◆ Text section
----

Today I am very pleased to host a guest post by the bestselling author of Nathaniel’s Nutmeg, White Gold and now Wolfram: The Boy Who Went To War – Giles Milton. I was also very pleased to learn that like me Giles studied Anglo-Saxon literature at university and from his books I know he loves a good story from centuries ago. So apart from the bestselling bit, we are exactly the same. Giles is all over the interwebs: he lives at www.gilesmilton.com, blogs at http://surviving-history.blogspot.com every Tuesday and is on the Twitter engine @SurviveHistory. He also does a bit of Facebookery, search and ye shalle find. Read! Follow! Hurrah!
It made for a peculiar scene. Six or seven men – the precise number is unknown – were standing around a fully clothed corpse. The same question was on everyone mind: was the dead body lying on the table a man or a woman. The sex of the illustrious cadaver was one of the great riddles of the 18th century. The corpse was that of a French aristocrat known as Chevalier Charles-Geneviève-Louis-Auguste-André-Thimothée d’Eon de Beaumont – a flamboyant spy, dragoon guard and member of the French nobility. But was d’Eon a man or a woman? Half of his/her life had been spent as a man and half as a women. The rumours surrounding the chevalier’s sex had begun in the early 1770’s when young men of quality began speculating about whether this seeming woman was actually a cross-dressing man. D’Eon, who was living in London, encouraged the rumours from the start: indeed, he/she seemed to relish the attention. He/she refused to comment and consistently refused to allow a physician to examine him/her.
Horace Walpole met d’Eon in 1786 and found him/her loud, noisy, and vulgar – ‘her hands and arms seem not to have participated of the change of sexes, but are fitter to carry a chair than a fan.’ According to James Boswell, ‘she appeared to me a man in woman’s clothes.’ Comments like these only serve to fuel the speculation: it was not long before London gamblers had bet more than £200,000 on the issue.

----

◆ List of tasks
a – According to the guest post, how much money had London gamblers bet on the question of d'Eon's sex?
b – Write out the guest post from "Horace Walpole met" to "on the issue.", word for word.
The entries have no connection to the guest post.

Referring expression grounding data
----

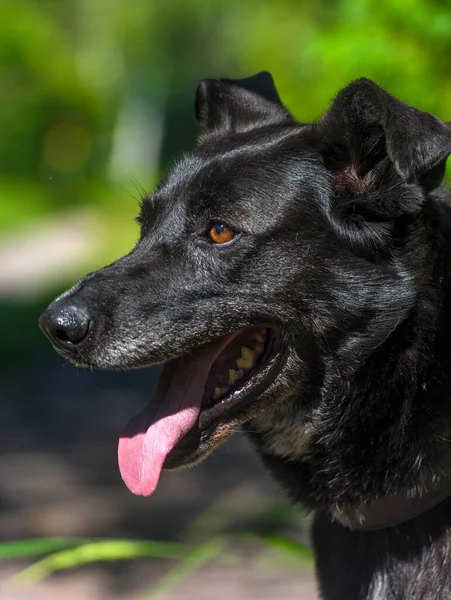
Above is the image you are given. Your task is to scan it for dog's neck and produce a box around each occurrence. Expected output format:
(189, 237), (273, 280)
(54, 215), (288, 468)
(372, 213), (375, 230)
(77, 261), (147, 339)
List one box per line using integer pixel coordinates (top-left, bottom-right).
(313, 499), (451, 600)
(330, 471), (451, 531)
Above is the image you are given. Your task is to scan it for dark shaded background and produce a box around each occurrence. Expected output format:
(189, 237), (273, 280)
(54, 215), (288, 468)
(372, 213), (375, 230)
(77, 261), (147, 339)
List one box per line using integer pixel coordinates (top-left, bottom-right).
(0, 0), (451, 599)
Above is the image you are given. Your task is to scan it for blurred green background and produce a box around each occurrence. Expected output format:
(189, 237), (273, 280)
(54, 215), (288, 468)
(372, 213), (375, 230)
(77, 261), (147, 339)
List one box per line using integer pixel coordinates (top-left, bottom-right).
(0, 0), (451, 598)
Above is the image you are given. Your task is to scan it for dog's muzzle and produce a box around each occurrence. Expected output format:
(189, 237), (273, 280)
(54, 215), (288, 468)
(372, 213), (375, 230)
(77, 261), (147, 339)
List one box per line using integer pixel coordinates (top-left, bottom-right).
(39, 298), (92, 351)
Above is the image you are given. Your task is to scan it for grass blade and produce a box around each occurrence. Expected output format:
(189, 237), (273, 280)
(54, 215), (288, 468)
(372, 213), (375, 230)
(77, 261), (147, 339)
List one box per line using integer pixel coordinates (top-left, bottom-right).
(7, 540), (192, 587)
(140, 538), (227, 600)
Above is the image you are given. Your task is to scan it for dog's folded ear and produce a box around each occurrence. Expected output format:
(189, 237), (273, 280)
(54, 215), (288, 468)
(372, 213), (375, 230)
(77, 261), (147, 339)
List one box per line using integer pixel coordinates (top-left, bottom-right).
(318, 79), (451, 197)
(195, 71), (293, 135)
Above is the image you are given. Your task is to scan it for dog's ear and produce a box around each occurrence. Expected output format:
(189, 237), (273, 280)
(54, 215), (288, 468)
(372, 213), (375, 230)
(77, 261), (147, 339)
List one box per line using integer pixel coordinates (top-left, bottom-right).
(319, 79), (451, 196)
(196, 71), (293, 134)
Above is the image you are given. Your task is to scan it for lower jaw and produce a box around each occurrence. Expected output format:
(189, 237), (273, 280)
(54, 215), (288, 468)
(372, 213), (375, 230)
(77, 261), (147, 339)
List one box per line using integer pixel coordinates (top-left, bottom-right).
(163, 349), (286, 470)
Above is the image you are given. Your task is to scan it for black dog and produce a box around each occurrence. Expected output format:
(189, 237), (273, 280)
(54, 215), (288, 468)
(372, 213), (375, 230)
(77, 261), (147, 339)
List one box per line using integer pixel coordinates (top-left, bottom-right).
(40, 73), (451, 600)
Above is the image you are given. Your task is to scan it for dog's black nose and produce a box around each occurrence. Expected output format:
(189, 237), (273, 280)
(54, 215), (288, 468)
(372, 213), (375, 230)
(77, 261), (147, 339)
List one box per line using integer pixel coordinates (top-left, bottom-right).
(39, 304), (91, 350)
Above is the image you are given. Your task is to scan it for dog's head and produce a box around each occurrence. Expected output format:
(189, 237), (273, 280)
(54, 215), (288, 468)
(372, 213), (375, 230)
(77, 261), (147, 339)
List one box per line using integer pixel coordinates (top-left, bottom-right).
(40, 73), (451, 495)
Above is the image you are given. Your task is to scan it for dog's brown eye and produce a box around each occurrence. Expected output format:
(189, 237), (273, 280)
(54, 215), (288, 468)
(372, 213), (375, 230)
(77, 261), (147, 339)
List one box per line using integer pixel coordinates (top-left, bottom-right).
(208, 223), (235, 244)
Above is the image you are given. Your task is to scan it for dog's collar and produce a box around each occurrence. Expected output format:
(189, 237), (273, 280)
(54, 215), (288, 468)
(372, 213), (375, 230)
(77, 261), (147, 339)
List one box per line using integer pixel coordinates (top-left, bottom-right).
(331, 476), (451, 531)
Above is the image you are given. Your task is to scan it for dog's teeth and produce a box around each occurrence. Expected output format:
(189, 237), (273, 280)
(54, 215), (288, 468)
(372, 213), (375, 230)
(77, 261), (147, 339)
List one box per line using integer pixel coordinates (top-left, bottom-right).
(213, 388), (227, 400)
(236, 346), (256, 369)
(228, 369), (238, 385)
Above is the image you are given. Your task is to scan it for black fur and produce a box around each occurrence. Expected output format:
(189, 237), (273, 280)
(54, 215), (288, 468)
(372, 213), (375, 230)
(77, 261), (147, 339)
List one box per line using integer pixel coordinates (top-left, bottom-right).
(39, 74), (451, 600)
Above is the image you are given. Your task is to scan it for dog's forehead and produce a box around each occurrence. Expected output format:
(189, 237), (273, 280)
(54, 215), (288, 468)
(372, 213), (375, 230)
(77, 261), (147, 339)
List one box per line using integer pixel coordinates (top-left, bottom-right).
(160, 128), (327, 218)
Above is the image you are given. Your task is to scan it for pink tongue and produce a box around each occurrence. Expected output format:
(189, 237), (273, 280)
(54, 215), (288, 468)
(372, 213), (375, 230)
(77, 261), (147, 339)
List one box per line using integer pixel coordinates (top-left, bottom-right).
(118, 335), (235, 496)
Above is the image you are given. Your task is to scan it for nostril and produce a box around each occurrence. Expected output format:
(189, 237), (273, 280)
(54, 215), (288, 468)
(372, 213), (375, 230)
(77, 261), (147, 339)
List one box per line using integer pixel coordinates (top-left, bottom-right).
(54, 321), (90, 344)
(39, 306), (91, 349)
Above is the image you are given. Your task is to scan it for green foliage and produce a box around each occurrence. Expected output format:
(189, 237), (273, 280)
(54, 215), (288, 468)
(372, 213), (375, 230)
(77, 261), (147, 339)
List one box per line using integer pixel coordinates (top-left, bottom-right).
(0, 0), (451, 239)
(0, 534), (313, 600)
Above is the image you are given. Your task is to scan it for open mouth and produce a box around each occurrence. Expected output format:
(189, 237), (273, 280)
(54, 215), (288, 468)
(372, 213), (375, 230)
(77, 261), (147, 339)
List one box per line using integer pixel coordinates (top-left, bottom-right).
(118, 327), (283, 496)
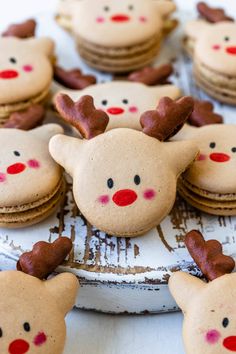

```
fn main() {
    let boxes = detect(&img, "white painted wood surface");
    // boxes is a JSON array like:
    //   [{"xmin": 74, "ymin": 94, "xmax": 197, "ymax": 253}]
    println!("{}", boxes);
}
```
[{"xmin": 0, "ymin": 0, "xmax": 236, "ymax": 354}]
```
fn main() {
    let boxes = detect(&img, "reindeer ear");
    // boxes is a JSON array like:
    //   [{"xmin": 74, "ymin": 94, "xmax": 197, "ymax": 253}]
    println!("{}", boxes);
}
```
[
  {"xmin": 147, "ymin": 84, "xmax": 181, "ymax": 100},
  {"xmin": 44, "ymin": 273, "xmax": 79, "ymax": 316},
  {"xmin": 49, "ymin": 135, "xmax": 86, "ymax": 176},
  {"xmin": 154, "ymin": 0, "xmax": 176, "ymax": 17},
  {"xmin": 185, "ymin": 20, "xmax": 212, "ymax": 39},
  {"xmin": 164, "ymin": 141, "xmax": 199, "ymax": 177},
  {"xmin": 31, "ymin": 124, "xmax": 64, "ymax": 141},
  {"xmin": 169, "ymin": 272, "xmax": 207, "ymax": 312}
]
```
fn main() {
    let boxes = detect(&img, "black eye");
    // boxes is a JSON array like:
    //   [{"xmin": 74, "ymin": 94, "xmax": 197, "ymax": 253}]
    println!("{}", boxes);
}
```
[
  {"xmin": 107, "ymin": 178, "xmax": 114, "ymax": 189},
  {"xmin": 9, "ymin": 57, "xmax": 17, "ymax": 64},
  {"xmin": 222, "ymin": 317, "xmax": 229, "ymax": 328},
  {"xmin": 209, "ymin": 143, "xmax": 216, "ymax": 149},
  {"xmin": 23, "ymin": 322, "xmax": 30, "ymax": 332},
  {"xmin": 134, "ymin": 175, "xmax": 141, "ymax": 186}
]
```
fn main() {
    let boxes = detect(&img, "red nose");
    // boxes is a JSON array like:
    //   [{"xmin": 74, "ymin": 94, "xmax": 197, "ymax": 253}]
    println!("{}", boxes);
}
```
[
  {"xmin": 226, "ymin": 47, "xmax": 236, "ymax": 55},
  {"xmin": 107, "ymin": 107, "xmax": 124, "ymax": 114},
  {"xmin": 112, "ymin": 189, "xmax": 138, "ymax": 207},
  {"xmin": 0, "ymin": 70, "xmax": 19, "ymax": 79},
  {"xmin": 223, "ymin": 336, "xmax": 236, "ymax": 352},
  {"xmin": 8, "ymin": 339, "xmax": 29, "ymax": 354},
  {"xmin": 7, "ymin": 162, "xmax": 26, "ymax": 175},
  {"xmin": 210, "ymin": 152, "xmax": 230, "ymax": 162},
  {"xmin": 111, "ymin": 14, "xmax": 130, "ymax": 22}
]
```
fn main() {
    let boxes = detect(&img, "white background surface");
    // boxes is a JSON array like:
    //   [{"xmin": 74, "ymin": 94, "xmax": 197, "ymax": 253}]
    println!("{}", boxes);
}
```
[{"xmin": 0, "ymin": 0, "xmax": 236, "ymax": 354}]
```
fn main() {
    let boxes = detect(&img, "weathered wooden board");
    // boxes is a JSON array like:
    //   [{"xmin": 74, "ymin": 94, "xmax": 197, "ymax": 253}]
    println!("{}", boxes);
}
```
[{"xmin": 0, "ymin": 180, "xmax": 236, "ymax": 313}]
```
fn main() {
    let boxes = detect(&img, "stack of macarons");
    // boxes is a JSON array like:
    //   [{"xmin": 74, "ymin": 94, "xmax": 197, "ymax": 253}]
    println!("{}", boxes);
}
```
[
  {"xmin": 178, "ymin": 124, "xmax": 236, "ymax": 215},
  {"xmin": 56, "ymin": 0, "xmax": 176, "ymax": 73},
  {"xmin": 185, "ymin": 3, "xmax": 236, "ymax": 105},
  {"xmin": 0, "ymin": 37, "xmax": 54, "ymax": 126},
  {"xmin": 0, "ymin": 124, "xmax": 65, "ymax": 228}
]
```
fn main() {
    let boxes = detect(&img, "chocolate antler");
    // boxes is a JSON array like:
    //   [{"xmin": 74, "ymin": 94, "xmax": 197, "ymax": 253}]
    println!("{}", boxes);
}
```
[
  {"xmin": 56, "ymin": 94, "xmax": 109, "ymax": 139},
  {"xmin": 3, "ymin": 104, "xmax": 46, "ymax": 130},
  {"xmin": 185, "ymin": 230, "xmax": 235, "ymax": 281},
  {"xmin": 140, "ymin": 96, "xmax": 194, "ymax": 141},
  {"xmin": 197, "ymin": 1, "xmax": 234, "ymax": 23},
  {"xmin": 188, "ymin": 100, "xmax": 223, "ymax": 127},
  {"xmin": 128, "ymin": 64, "xmax": 174, "ymax": 86},
  {"xmin": 54, "ymin": 66, "xmax": 97, "ymax": 90},
  {"xmin": 2, "ymin": 19, "xmax": 37, "ymax": 38},
  {"xmin": 17, "ymin": 237, "xmax": 73, "ymax": 279}
]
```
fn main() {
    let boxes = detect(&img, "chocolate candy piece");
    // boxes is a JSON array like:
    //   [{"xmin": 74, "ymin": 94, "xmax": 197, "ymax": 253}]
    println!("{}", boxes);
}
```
[
  {"xmin": 188, "ymin": 100, "xmax": 223, "ymax": 127},
  {"xmin": 185, "ymin": 230, "xmax": 235, "ymax": 281},
  {"xmin": 140, "ymin": 96, "xmax": 194, "ymax": 141},
  {"xmin": 17, "ymin": 237, "xmax": 73, "ymax": 279},
  {"xmin": 3, "ymin": 104, "xmax": 46, "ymax": 130},
  {"xmin": 2, "ymin": 19, "xmax": 37, "ymax": 38},
  {"xmin": 56, "ymin": 94, "xmax": 109, "ymax": 139},
  {"xmin": 54, "ymin": 66, "xmax": 97, "ymax": 90},
  {"xmin": 197, "ymin": 1, "xmax": 234, "ymax": 23},
  {"xmin": 128, "ymin": 64, "xmax": 173, "ymax": 86}
]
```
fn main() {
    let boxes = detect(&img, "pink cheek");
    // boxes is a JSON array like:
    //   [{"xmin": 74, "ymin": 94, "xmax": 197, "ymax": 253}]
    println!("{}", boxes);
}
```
[
  {"xmin": 205, "ymin": 329, "xmax": 221, "ymax": 344},
  {"xmin": 143, "ymin": 188, "xmax": 156, "ymax": 200},
  {"xmin": 139, "ymin": 16, "xmax": 147, "ymax": 23},
  {"xmin": 0, "ymin": 173, "xmax": 6, "ymax": 183},
  {"xmin": 23, "ymin": 65, "xmax": 34, "ymax": 73},
  {"xmin": 212, "ymin": 44, "xmax": 221, "ymax": 50},
  {"xmin": 98, "ymin": 195, "xmax": 110, "ymax": 205},
  {"xmin": 96, "ymin": 17, "xmax": 105, "ymax": 23},
  {"xmin": 129, "ymin": 106, "xmax": 138, "ymax": 113},
  {"xmin": 27, "ymin": 159, "xmax": 40, "ymax": 168},
  {"xmin": 197, "ymin": 154, "xmax": 207, "ymax": 161},
  {"xmin": 34, "ymin": 332, "xmax": 47, "ymax": 347}
]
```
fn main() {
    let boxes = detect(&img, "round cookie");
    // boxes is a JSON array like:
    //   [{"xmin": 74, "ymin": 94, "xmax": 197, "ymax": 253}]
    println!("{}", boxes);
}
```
[
  {"xmin": 0, "ymin": 37, "xmax": 54, "ymax": 126},
  {"xmin": 54, "ymin": 81, "xmax": 181, "ymax": 130},
  {"xmin": 169, "ymin": 230, "xmax": 236, "ymax": 354},
  {"xmin": 0, "ymin": 271, "xmax": 78, "ymax": 354},
  {"xmin": 0, "ymin": 124, "xmax": 65, "ymax": 228},
  {"xmin": 49, "ymin": 94, "xmax": 198, "ymax": 237},
  {"xmin": 64, "ymin": 0, "xmax": 176, "ymax": 72},
  {"xmin": 186, "ymin": 20, "xmax": 236, "ymax": 105},
  {"xmin": 175, "ymin": 124, "xmax": 236, "ymax": 215}
]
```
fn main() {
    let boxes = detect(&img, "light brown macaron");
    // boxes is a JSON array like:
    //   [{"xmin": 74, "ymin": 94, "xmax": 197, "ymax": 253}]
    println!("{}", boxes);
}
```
[
  {"xmin": 177, "ymin": 124, "xmax": 236, "ymax": 215},
  {"xmin": 63, "ymin": 0, "xmax": 177, "ymax": 73},
  {"xmin": 53, "ymin": 80, "xmax": 181, "ymax": 130},
  {"xmin": 185, "ymin": 20, "xmax": 236, "ymax": 105},
  {"xmin": 0, "ymin": 270, "xmax": 79, "ymax": 354},
  {"xmin": 0, "ymin": 37, "xmax": 54, "ymax": 126},
  {"xmin": 0, "ymin": 124, "xmax": 65, "ymax": 228}
]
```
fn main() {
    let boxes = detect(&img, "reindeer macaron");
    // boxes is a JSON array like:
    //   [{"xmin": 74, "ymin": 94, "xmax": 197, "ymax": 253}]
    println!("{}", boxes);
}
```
[
  {"xmin": 174, "ymin": 121, "xmax": 236, "ymax": 215},
  {"xmin": 0, "ymin": 36, "xmax": 54, "ymax": 126},
  {"xmin": 55, "ymin": 64, "xmax": 181, "ymax": 130},
  {"xmin": 169, "ymin": 230, "xmax": 236, "ymax": 354},
  {"xmin": 185, "ymin": 3, "xmax": 236, "ymax": 104},
  {"xmin": 49, "ymin": 94, "xmax": 198, "ymax": 237},
  {"xmin": 60, "ymin": 0, "xmax": 176, "ymax": 72},
  {"xmin": 0, "ymin": 124, "xmax": 65, "ymax": 228},
  {"xmin": 0, "ymin": 237, "xmax": 79, "ymax": 354}
]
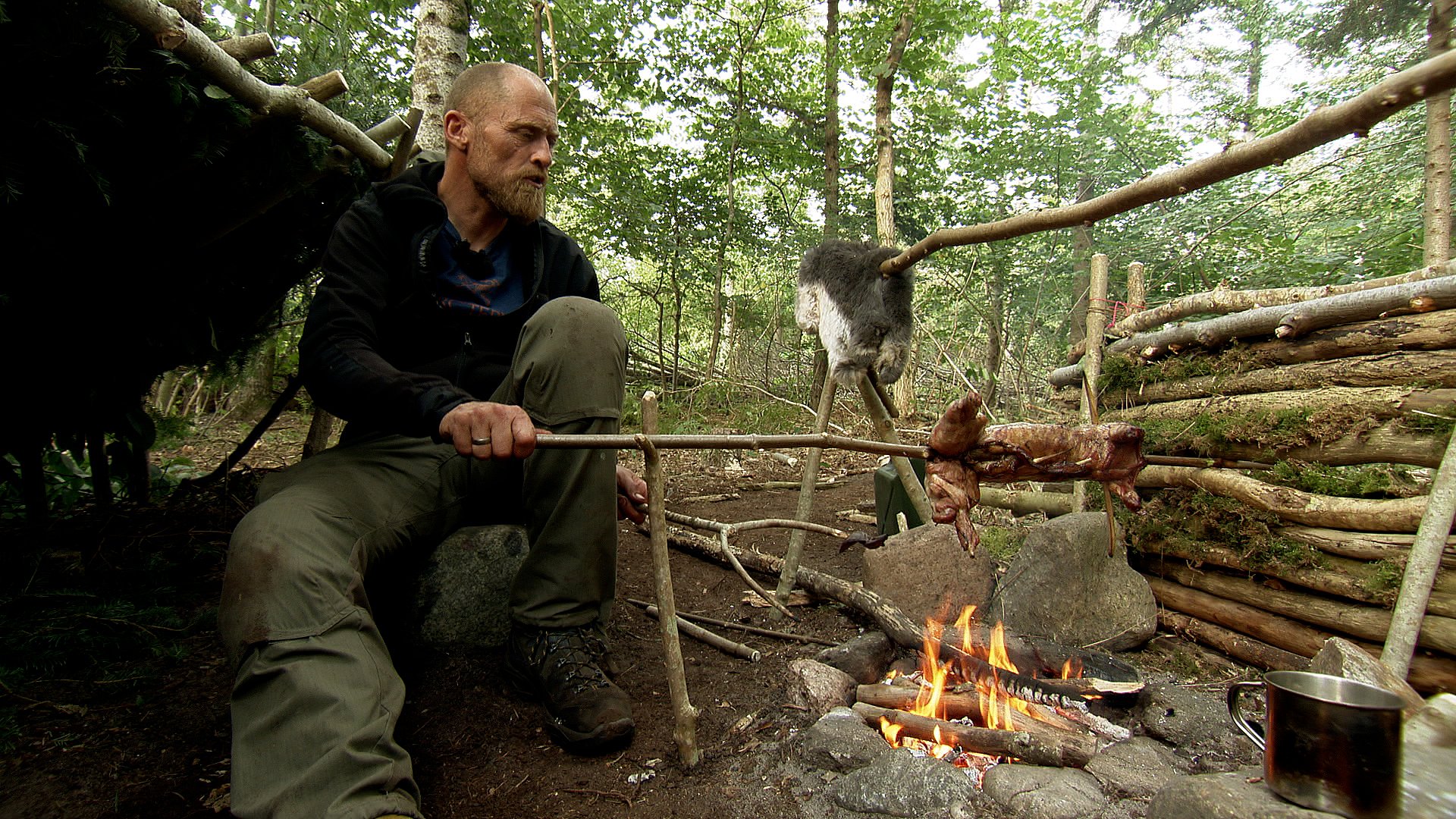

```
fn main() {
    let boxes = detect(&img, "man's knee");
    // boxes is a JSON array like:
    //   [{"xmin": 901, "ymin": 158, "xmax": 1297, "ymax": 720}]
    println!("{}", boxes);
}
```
[{"xmin": 217, "ymin": 495, "xmax": 358, "ymax": 661}]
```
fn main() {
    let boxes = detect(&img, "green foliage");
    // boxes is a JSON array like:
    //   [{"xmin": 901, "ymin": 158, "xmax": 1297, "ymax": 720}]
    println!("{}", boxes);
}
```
[
  {"xmin": 1261, "ymin": 460, "xmax": 1420, "ymax": 498},
  {"xmin": 977, "ymin": 526, "xmax": 1027, "ymax": 563}
]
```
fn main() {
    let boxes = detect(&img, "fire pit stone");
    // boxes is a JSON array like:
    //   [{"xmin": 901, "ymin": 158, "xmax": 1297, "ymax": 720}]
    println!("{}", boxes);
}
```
[
  {"xmin": 983, "ymin": 765, "xmax": 1108, "ymax": 819},
  {"xmin": 789, "ymin": 659, "xmax": 856, "ymax": 716},
  {"xmin": 990, "ymin": 512, "xmax": 1157, "ymax": 651},
  {"xmin": 828, "ymin": 748, "xmax": 980, "ymax": 816},
  {"xmin": 798, "ymin": 705, "xmax": 890, "ymax": 774},
  {"xmin": 1086, "ymin": 736, "xmax": 1187, "ymax": 799}
]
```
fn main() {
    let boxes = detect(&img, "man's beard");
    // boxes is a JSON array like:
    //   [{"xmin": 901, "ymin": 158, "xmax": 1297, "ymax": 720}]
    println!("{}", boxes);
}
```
[{"xmin": 475, "ymin": 172, "xmax": 546, "ymax": 224}]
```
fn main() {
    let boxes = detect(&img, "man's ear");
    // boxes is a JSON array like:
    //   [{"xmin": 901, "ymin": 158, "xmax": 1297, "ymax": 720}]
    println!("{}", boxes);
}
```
[{"xmin": 444, "ymin": 109, "xmax": 470, "ymax": 150}]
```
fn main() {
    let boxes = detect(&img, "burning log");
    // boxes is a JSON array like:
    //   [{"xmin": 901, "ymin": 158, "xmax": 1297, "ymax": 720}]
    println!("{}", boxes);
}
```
[
  {"xmin": 855, "ymin": 702, "xmax": 1090, "ymax": 768},
  {"xmin": 670, "ymin": 532, "xmax": 1086, "ymax": 713},
  {"xmin": 926, "ymin": 391, "xmax": 1147, "ymax": 552},
  {"xmin": 855, "ymin": 685, "xmax": 1097, "ymax": 768}
]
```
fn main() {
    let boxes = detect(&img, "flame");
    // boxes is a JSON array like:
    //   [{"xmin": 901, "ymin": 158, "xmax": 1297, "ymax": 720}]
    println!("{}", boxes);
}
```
[{"xmin": 880, "ymin": 606, "xmax": 1082, "ymax": 768}]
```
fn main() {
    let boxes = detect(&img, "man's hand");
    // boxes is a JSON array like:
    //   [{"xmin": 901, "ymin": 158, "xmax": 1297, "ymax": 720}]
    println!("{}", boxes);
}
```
[
  {"xmin": 617, "ymin": 463, "xmax": 646, "ymax": 523},
  {"xmin": 440, "ymin": 400, "xmax": 536, "ymax": 459}
]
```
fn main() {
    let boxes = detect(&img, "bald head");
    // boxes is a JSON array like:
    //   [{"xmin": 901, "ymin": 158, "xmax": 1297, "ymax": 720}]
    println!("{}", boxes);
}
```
[{"xmin": 446, "ymin": 63, "xmax": 551, "ymax": 118}]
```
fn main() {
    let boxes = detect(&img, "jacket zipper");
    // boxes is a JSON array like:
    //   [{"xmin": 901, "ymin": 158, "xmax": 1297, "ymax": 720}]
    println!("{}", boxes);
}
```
[{"xmin": 456, "ymin": 329, "xmax": 475, "ymax": 386}]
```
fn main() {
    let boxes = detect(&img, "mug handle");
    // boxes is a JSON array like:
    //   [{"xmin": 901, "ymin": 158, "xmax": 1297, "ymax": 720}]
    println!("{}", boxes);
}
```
[{"xmin": 1228, "ymin": 682, "xmax": 1264, "ymax": 751}]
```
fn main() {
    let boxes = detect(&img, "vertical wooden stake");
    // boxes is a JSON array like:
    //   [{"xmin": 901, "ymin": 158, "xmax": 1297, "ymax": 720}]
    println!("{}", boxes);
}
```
[
  {"xmin": 1380, "ymin": 433, "xmax": 1456, "ymax": 679},
  {"xmin": 859, "ymin": 376, "xmax": 932, "ymax": 525},
  {"xmin": 638, "ymin": 391, "xmax": 703, "ymax": 768},
  {"xmin": 1072, "ymin": 253, "xmax": 1112, "ymax": 513},
  {"xmin": 769, "ymin": 378, "xmax": 839, "ymax": 620}
]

----

◆ Solution list
a – More than £200,000.

b –
Horace Walpole met d’Eon in 1786 and found him/her loud, noisy, and vulgar – ‘her hands and arms seem not to have participated of the change of sexes, but are fitter to carry a chair than a fan.’ According to James Boswell, ‘she appeared to me a man in woman’s clothes.’ Comments like these only serve to fuel the speculation: it was not long before London gamblers had bet more than £200,000 on the issue.